======== Datos proporcionados

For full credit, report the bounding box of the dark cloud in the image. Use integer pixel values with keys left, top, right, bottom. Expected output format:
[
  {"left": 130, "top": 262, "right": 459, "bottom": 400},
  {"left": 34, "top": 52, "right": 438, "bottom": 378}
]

================
======== Datos proporcionados

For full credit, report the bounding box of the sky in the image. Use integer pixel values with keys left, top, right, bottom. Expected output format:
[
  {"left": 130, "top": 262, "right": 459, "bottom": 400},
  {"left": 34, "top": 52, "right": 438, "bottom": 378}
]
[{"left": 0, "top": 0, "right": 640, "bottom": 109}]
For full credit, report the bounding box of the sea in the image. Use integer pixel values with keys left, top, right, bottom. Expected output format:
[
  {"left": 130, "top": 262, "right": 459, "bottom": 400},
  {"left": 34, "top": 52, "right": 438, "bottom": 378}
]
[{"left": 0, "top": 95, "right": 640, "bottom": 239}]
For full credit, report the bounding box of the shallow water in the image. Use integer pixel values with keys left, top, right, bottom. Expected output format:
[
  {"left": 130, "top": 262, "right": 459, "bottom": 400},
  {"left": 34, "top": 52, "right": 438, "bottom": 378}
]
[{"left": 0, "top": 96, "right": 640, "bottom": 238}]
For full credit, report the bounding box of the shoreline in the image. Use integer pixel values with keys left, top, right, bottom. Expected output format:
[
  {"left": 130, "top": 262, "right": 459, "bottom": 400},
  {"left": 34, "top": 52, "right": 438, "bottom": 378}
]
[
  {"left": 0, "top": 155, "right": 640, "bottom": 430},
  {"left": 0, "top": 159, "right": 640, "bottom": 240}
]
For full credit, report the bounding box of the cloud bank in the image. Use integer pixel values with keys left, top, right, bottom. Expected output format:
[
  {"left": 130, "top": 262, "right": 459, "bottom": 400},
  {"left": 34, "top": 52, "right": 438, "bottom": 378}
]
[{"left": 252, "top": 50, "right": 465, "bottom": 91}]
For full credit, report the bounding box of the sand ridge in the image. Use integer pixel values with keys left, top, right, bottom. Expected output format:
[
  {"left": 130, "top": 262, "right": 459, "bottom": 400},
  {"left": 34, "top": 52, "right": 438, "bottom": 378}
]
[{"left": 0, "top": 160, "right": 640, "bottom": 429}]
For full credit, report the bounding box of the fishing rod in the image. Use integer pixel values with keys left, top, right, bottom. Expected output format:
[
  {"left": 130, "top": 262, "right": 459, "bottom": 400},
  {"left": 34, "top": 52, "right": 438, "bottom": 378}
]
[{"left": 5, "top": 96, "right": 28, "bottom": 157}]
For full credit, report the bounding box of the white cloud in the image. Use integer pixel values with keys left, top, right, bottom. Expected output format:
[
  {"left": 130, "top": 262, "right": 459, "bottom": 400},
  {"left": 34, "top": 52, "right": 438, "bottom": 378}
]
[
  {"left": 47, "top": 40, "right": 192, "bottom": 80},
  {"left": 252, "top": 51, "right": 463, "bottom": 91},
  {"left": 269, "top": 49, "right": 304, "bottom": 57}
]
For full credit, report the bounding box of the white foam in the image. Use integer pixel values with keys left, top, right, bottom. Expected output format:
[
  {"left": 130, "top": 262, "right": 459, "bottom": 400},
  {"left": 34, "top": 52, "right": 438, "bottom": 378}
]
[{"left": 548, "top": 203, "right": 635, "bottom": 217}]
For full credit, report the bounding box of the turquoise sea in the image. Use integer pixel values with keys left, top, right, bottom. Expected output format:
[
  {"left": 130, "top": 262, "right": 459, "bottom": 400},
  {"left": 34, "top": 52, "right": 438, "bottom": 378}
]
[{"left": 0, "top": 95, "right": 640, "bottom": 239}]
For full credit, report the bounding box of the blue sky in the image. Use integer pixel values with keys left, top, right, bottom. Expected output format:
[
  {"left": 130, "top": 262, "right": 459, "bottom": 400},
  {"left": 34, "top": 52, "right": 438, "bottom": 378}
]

================
======== Datos proporcionados

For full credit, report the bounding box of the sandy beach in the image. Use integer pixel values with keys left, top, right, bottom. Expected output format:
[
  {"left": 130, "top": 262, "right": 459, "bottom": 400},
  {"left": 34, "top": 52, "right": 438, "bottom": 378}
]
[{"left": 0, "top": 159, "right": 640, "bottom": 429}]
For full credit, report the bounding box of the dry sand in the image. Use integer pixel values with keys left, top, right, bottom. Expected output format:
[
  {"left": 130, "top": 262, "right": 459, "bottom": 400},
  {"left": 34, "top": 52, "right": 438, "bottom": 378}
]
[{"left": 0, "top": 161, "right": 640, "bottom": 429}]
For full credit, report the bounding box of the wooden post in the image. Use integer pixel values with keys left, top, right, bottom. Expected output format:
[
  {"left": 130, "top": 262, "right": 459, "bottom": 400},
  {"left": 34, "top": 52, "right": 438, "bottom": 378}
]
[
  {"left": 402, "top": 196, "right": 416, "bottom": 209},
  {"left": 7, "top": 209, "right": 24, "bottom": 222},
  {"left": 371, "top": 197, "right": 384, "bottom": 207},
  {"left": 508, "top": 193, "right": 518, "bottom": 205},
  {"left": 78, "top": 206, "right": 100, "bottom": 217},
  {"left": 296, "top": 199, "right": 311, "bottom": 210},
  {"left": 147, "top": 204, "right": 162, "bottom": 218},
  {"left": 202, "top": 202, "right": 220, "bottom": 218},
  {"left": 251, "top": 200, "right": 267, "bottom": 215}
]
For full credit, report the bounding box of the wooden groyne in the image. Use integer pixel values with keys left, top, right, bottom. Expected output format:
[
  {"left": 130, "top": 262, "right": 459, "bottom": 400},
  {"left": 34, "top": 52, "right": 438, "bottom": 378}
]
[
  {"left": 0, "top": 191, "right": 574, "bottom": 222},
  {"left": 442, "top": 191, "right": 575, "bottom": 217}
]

================

# Ejercicio escrito:
Indique cada una de las líneas anteriores en las que figure la palabra "wooden" y cópiela íntegra. Tenga en cuenta que se distinguen mayúsculas y minúsculas.

# Solución del problema:
For full credit, report the bounding box of the wooden post in the image. Use integer pixel values with keys left, top, right, bottom. Expected output format:
For full credit, report the bounding box of the wooden groyne in the image. Use integer pixel values with keys left, top, right, bottom. Expected output format:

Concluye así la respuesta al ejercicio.